→ **WORK ITEM**:
Give back the listing in full and exactly, leaving out the images.

◆ ◆ ◆

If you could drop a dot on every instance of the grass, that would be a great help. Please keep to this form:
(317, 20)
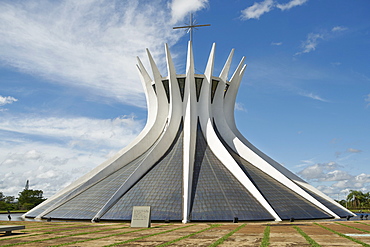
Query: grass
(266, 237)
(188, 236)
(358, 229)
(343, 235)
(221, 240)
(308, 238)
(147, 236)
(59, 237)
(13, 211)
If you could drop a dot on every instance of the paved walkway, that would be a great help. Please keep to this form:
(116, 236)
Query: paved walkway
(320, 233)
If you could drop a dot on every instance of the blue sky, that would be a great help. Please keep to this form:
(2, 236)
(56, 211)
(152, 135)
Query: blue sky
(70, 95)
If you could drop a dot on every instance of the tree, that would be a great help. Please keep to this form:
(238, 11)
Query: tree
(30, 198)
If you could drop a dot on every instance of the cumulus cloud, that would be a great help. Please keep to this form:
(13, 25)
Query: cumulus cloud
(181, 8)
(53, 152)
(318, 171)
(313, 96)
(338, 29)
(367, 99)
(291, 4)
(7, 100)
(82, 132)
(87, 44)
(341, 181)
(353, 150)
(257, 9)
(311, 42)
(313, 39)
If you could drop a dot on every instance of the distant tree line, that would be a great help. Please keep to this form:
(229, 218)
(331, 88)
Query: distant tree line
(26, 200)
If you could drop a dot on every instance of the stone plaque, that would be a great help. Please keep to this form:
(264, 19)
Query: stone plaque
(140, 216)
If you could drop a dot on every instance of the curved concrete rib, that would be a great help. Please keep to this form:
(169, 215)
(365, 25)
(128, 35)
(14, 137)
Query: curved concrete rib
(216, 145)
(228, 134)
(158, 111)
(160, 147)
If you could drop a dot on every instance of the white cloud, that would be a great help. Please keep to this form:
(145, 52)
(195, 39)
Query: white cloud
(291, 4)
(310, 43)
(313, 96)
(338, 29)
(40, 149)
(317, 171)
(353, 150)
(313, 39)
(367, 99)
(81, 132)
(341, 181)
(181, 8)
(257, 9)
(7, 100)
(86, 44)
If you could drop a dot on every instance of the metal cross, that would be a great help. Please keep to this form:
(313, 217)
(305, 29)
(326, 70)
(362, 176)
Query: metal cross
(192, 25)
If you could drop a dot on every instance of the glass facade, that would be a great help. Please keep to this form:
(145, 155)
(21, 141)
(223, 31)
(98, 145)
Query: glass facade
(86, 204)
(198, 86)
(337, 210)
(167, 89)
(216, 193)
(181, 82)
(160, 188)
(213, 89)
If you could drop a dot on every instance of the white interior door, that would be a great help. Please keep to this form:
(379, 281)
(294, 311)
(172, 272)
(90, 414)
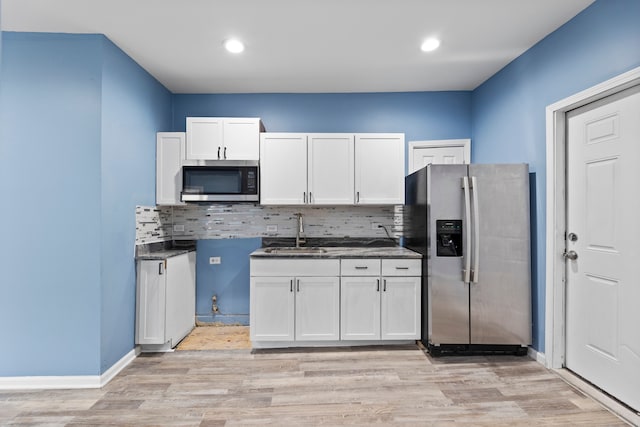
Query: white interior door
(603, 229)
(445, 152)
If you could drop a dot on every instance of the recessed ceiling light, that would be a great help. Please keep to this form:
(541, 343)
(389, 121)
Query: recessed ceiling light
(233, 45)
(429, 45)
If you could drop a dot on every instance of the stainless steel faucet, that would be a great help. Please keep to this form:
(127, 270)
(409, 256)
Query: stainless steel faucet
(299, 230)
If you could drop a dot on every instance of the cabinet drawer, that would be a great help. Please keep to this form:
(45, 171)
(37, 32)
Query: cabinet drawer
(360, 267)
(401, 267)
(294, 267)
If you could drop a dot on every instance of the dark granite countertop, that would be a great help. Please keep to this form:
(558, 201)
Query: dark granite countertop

◆ ◆ ◆

→ **ANSWER TO THIS EXERCISE**:
If you could drop a dot on every instance of the grass, that would be a great help. Please keep to this form:
(317, 20)
Query: grass
(266, 237)
(188, 236)
(358, 229)
(343, 235)
(221, 240)
(308, 238)
(147, 236)
(59, 237)
(13, 211)
If you could drop a dot on every instance of the paved walkway, that would be a great help. Please keep to this form:
(116, 236)
Query: paved walkway
(320, 233)
If you could drop a dot on every instance of the blue sky, that would be a great help. Please keep to this form:
(2, 236)
(56, 211)
(152, 135)
Query: blue sky
(70, 95)
If you could drop a dot on every instance of the tree, that would be a great help. Please keep to this form:
(238, 11)
Query: tree
(30, 198)
If you could drop a dot on every instance of the cumulus cloud, that would be a great help. Please keep to this form:
(13, 25)
Query: cumulus cloud
(181, 8)
(53, 152)
(318, 171)
(313, 96)
(338, 29)
(367, 99)
(291, 4)
(7, 100)
(82, 132)
(87, 44)
(341, 181)
(353, 150)
(257, 9)
(311, 42)
(313, 39)
If you could drop a dot on every instance of the distant tree line, that would be a great help. Please keep to this form:
(229, 218)
(331, 88)
Query: distant tree line
(26, 200)
If you could drop a dot on every instance of the stone plaque, that would be a great help. Please keep to this form:
(264, 19)
Query: stone plaque
(140, 216)
If you could drop a dot on every instance of the curved concrete rib, that would be a great help. Please keep to this form:
(169, 215)
(365, 25)
(128, 35)
(14, 137)
Query: curved concrete rib
(216, 145)
(228, 134)
(158, 111)
(160, 147)
If you could drop a dot on every instance of the white cloud, that would be a great help. Please keep to this form:
(145, 52)
(195, 39)
Query: white cloud
(291, 4)
(310, 43)
(313, 96)
(338, 29)
(40, 149)
(317, 171)
(353, 150)
(313, 39)
(367, 99)
(81, 132)
(341, 181)
(181, 8)
(257, 9)
(7, 100)
(86, 44)
If you could drop a dot on every instance of the metal cross, that would be a great help. Please keep to this form:
(313, 217)
(305, 29)
(326, 70)
(362, 176)
Query: metal cross
(192, 25)
If you could drop a dot on every instance of the glass facade, that would be a great help. Please keep to this form:
(145, 155)
(21, 141)
(223, 31)
(98, 145)
Query: glass facade
(86, 204)
(198, 86)
(337, 210)
(167, 89)
(216, 193)
(181, 82)
(160, 188)
(213, 89)
If you could drop a dot on every instance of the white interior door, that would be a great help. Please keep to this form:
(379, 281)
(294, 311)
(172, 272)
(90, 414)
Query: white interior door
(603, 229)
(445, 152)
If you could drop a dot on every instance of the recessed ceiling light, that would be a great help. Please keep to this form:
(541, 343)
(389, 121)
Query: recessed ceiling light
(233, 45)
(429, 45)
If you could drop a dot on every instance of the stainless steel faucet, that would be a great help. Please keep to this form:
(127, 270)
(409, 256)
Query: stainless steel faucet
(299, 230)
If you could drop a dot on every instance of the cabinet drawer, that would be a great help. Please keep to this form:
(45, 171)
(37, 32)
Query: cabinet drawer
(360, 267)
(401, 267)
(294, 267)
If you could drop a dot on every instance of the dark granite countertop, that would be a great help. Please keep to this form:
(558, 201)
Query: dark granite countertop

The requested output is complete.